• Listing

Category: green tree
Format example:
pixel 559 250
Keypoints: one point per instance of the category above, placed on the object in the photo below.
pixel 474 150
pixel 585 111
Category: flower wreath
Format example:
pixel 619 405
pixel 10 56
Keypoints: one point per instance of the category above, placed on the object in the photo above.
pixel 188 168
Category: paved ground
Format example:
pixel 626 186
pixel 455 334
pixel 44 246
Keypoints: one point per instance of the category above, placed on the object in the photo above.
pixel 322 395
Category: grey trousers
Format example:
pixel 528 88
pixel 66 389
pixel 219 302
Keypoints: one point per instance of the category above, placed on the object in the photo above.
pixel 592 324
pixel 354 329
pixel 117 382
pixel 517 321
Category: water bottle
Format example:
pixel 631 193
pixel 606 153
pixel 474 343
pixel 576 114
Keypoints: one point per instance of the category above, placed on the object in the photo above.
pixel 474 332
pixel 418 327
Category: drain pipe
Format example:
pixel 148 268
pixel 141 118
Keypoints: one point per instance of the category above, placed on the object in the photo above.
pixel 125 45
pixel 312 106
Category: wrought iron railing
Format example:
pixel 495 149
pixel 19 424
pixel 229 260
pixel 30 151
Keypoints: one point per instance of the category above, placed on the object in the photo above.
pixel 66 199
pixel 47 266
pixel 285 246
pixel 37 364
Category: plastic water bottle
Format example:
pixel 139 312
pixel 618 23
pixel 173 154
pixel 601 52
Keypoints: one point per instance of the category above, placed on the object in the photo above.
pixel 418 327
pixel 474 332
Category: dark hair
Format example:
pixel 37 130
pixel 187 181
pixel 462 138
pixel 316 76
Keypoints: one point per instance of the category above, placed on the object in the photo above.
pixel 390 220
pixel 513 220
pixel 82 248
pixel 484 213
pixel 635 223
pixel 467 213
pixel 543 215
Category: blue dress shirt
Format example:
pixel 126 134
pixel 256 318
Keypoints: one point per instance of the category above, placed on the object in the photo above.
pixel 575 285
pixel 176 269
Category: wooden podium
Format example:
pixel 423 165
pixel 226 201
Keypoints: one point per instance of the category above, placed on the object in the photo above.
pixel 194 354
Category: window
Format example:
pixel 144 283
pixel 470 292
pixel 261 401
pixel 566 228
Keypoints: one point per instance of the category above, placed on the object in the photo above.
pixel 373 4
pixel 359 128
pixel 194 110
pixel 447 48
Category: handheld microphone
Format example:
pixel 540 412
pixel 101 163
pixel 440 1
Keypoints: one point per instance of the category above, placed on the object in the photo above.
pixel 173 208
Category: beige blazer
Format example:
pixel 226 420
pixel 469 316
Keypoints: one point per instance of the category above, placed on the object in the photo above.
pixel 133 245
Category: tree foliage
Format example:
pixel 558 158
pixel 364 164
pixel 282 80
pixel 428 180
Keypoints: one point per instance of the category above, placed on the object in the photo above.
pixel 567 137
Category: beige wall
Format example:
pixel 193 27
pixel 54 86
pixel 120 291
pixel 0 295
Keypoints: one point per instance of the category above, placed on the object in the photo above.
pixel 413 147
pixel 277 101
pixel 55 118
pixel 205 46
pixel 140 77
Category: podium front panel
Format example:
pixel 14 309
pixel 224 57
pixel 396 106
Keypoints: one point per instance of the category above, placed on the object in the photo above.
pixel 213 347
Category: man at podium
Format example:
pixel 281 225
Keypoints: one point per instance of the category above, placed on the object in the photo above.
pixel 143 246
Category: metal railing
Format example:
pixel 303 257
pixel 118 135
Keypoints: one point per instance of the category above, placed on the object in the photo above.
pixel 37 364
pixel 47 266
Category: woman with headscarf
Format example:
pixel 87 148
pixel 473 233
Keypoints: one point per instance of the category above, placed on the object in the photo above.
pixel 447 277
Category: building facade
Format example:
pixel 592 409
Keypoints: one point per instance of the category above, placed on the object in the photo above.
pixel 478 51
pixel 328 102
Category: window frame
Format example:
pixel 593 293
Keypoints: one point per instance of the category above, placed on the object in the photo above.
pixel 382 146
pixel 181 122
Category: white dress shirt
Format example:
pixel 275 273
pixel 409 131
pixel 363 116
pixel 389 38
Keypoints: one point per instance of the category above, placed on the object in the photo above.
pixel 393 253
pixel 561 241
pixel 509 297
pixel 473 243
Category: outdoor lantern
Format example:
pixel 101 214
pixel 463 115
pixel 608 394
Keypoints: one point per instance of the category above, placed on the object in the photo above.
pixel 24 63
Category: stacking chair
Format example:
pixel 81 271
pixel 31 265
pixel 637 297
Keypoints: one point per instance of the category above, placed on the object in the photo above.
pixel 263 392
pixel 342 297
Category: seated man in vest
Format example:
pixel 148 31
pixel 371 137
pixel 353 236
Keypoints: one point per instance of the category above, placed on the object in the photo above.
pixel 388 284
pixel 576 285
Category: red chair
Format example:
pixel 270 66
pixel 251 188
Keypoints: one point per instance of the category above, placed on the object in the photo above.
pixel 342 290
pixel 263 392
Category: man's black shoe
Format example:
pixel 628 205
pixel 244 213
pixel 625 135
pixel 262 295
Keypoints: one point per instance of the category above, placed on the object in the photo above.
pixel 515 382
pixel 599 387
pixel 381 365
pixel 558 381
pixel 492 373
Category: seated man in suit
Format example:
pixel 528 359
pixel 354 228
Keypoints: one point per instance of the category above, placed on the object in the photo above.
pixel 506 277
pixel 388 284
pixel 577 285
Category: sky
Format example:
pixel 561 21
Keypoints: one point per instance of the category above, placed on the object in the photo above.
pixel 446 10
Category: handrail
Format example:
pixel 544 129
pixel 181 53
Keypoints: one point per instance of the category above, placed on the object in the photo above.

• Task goal
Copy all of the lines above word for word, with nothing left out or changed.

• Response to the exercise
Category: green tree
Format example:
pixel 559 250
Keypoints: one point per instance of the category above, placed on the object in the photo below.
pixel 474 150
pixel 585 111
Category: flower wreath
Format example:
pixel 619 405
pixel 10 56
Keypoints: one point per instance of the category above, placed on the object in the photo above.
pixel 188 168
Category: paved ground
Format example:
pixel 626 186
pixel 455 334
pixel 44 246
Keypoints: one point per instance of the category above, placed on the object in the photo above.
pixel 322 395
Category: grey trousers
Format example:
pixel 528 88
pixel 66 389
pixel 219 302
Keypoints: one point per instance of the category above, placed on the object in the photo above.
pixel 592 324
pixel 354 329
pixel 117 382
pixel 517 321
Category: water bottle
Format example:
pixel 631 193
pixel 606 153
pixel 474 343
pixel 576 114
Keypoints: one point per instance of the category above, placed on the object in the photo above.
pixel 474 332
pixel 418 327
Category: drain pipe
Format example:
pixel 148 268
pixel 141 118
Keypoints: one point per instance of the category above, placed on the object in the photo above.
pixel 125 45
pixel 312 106
Category: wrought iron railing
Format example:
pixel 495 149
pixel 19 424
pixel 229 260
pixel 30 151
Keypoints: one point per instance of the category above, placed on the object in the photo above.
pixel 66 199
pixel 47 266
pixel 285 246
pixel 37 364
Category: plastic water bottle
Format example:
pixel 139 312
pixel 618 23
pixel 173 154
pixel 601 52
Keypoints: one point per instance of the category above, placed on the object in the photo above.
pixel 418 327
pixel 474 332
Category: dark hair
Format example:
pixel 37 130
pixel 187 181
pixel 462 138
pixel 316 76
Keypoints: one point per instance of the category above, placed on the object in the photo above.
pixel 390 220
pixel 513 220
pixel 82 248
pixel 484 213
pixel 635 223
pixel 467 213
pixel 543 215
Category: blue dress shirt
Format example:
pixel 126 134
pixel 256 318
Keypoints: one point per instance of the category above, placed on the object in the photo above.
pixel 575 285
pixel 176 269
Category: wooden podium
Format example:
pixel 423 165
pixel 226 201
Keypoints: one point per instance of the category above, placed on the object in the photo above.
pixel 194 354
Category: window
Format example:
pixel 144 283
pixel 470 292
pixel 261 401
pixel 566 228
Keypoints: one point per instance of the category above, placed on the object in the photo above.
pixel 373 4
pixel 359 128
pixel 194 110
pixel 447 48
Category: handheld microphone
Format example:
pixel 540 412
pixel 101 163
pixel 440 1
Keypoints: one point per instance of the category above, placed on the object in the photo above.
pixel 173 208
Category: beige blazer
Format example:
pixel 226 420
pixel 469 316
Keypoints: one point per instance of the category above, placed on the object in the photo above.
pixel 133 245
Category: tree foliage
Format example:
pixel 558 158
pixel 364 164
pixel 282 80
pixel 428 180
Keypoints: one point per instance of the category above, placed on the object in the photo above.
pixel 567 137
Category: beige wall
Format example:
pixel 193 27
pixel 54 86
pixel 120 291
pixel 0 295
Keypoints: one point per instance of the category above, placed on the object in the photo above.
pixel 413 147
pixel 277 101
pixel 55 118
pixel 205 46
pixel 140 77
Category: podium front panel
Format example:
pixel 14 309
pixel 224 57
pixel 396 106
Keypoints: one point per instance of the category above, placed on the object in the photo above.
pixel 213 347
Category: man at podium
Format example:
pixel 281 225
Keypoints: one point per instance of the category above, placed on the object in the photo above.
pixel 143 246
Category: metal railing
Format example:
pixel 303 257
pixel 118 135
Keypoints: one point per instance of the category above, placed on the object in the photo above.
pixel 37 364
pixel 47 266
Category: woman with headscarf
Format example:
pixel 87 148
pixel 473 233
Keypoints: one point per instance of the category above, placed on the object in the photo above.
pixel 447 277
Category: building facade
Format example:
pixel 592 409
Keypoints: one point per instance of the category above, placed on the object in the photo above.
pixel 478 51
pixel 328 102
Category: window frame
Format example:
pixel 593 293
Keypoints: one point per instance of the category above, placed on the object in the photo above.
pixel 382 146
pixel 181 122
Category: white dress shirt
Format example:
pixel 275 273
pixel 409 131
pixel 363 116
pixel 389 38
Keypoints: one point per instance of the category above, placed on the object in the photo above.
pixel 393 253
pixel 561 241
pixel 509 297
pixel 473 243
Category: outdoor lantern
Format example:
pixel 101 214
pixel 463 115
pixel 608 394
Keypoints: one point per instance of the category above, placed on the object in the photo above.
pixel 24 63
Category: stacking chair
Format example:
pixel 81 271
pixel 31 265
pixel 637 297
Keypoints: one point per instance of the category above, placed on the object in the photo above.
pixel 263 392
pixel 342 297
Category: seated man in vest
Format example:
pixel 148 31
pixel 371 137
pixel 353 236
Keypoints: one point per instance of the category above, placed on the object in the photo above.
pixel 388 284
pixel 576 285
Category: red chair
Format example:
pixel 270 66
pixel 251 188
Keypoints: one point per instance of the category above, placed on the object in the photo above.
pixel 342 290
pixel 263 392
Category: man's black shoe
Format example:
pixel 628 205
pixel 244 213
pixel 625 135
pixel 262 295
Keypoints: one point per instance of the category above, placed on the object in the photo above.
pixel 515 382
pixel 599 387
pixel 381 365
pixel 558 381
pixel 492 373
Category: seated man in suit
Format example:
pixel 528 359
pixel 354 228
Keypoints: one point per instance of the category above, placed on the object in the photo above.
pixel 506 277
pixel 388 284
pixel 577 285
Category: sky
Format example:
pixel 561 21
Keypoints: one point per instance of the category above, placed on the object in the photo above.
pixel 446 10
Category: handrail
Format example:
pixel 544 129
pixel 181 53
Keypoints: one point per instance of the category above, placed on the object in the photo above.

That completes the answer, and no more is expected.